What is asked >> Starting at the line containing "If you could indicate the sailboat" and ending at the end of the records, rewrite those lines with "sailboat" changed to "yacht" and everything else kept the same.

Given entries >>
[START]
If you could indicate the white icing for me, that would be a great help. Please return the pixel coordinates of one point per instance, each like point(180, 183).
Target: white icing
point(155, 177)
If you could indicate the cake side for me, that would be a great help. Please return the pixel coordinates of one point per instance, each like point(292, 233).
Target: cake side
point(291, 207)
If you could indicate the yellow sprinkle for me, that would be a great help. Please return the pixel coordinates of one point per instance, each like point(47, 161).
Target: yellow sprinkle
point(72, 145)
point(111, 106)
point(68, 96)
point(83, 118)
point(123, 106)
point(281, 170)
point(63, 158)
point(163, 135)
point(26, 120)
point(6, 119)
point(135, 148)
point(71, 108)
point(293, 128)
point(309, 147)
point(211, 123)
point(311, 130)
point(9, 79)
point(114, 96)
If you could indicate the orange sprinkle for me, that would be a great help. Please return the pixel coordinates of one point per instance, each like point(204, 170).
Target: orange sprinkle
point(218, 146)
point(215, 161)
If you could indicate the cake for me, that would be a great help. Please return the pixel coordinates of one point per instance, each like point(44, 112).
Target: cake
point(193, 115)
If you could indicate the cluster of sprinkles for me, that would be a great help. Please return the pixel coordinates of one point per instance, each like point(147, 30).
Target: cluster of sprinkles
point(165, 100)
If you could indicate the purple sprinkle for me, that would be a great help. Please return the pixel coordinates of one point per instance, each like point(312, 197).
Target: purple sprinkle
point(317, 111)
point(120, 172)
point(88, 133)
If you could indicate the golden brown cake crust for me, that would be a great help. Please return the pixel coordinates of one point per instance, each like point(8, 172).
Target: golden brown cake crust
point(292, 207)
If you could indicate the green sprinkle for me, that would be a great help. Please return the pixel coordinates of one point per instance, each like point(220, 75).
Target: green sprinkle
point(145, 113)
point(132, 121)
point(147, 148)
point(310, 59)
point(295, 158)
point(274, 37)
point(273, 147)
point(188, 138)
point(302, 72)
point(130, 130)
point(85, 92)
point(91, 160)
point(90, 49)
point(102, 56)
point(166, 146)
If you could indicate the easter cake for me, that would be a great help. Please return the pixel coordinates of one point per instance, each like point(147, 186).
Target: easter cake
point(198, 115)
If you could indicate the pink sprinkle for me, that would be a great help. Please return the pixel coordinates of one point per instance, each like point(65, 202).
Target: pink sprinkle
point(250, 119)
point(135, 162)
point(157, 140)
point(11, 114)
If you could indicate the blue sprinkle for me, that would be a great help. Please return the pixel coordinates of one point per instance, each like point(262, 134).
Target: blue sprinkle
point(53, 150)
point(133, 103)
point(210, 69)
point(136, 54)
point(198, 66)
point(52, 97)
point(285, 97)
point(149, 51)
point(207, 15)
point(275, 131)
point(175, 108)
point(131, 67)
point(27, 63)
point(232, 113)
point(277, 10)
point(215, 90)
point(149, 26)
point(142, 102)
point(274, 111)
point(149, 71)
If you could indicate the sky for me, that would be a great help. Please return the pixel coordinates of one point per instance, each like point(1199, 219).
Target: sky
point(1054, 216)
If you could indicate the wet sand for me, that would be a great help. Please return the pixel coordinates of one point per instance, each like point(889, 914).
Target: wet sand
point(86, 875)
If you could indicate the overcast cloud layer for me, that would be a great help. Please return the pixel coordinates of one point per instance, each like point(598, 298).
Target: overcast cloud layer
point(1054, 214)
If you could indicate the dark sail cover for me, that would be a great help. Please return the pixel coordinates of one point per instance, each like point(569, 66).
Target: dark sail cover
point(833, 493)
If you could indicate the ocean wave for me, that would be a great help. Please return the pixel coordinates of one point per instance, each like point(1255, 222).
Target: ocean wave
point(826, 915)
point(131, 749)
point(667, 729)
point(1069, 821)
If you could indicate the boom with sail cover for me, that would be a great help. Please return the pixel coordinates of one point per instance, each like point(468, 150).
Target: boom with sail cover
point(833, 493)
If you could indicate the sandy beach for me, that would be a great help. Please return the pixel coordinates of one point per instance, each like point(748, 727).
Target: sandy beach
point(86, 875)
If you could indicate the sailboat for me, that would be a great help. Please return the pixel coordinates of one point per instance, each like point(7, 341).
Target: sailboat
[END]
Solution >>
If you could indicate the yacht for me, that would be a great help. Please return the pixel coordinates of one point per instance, each like point(7, 341).
Target: yacht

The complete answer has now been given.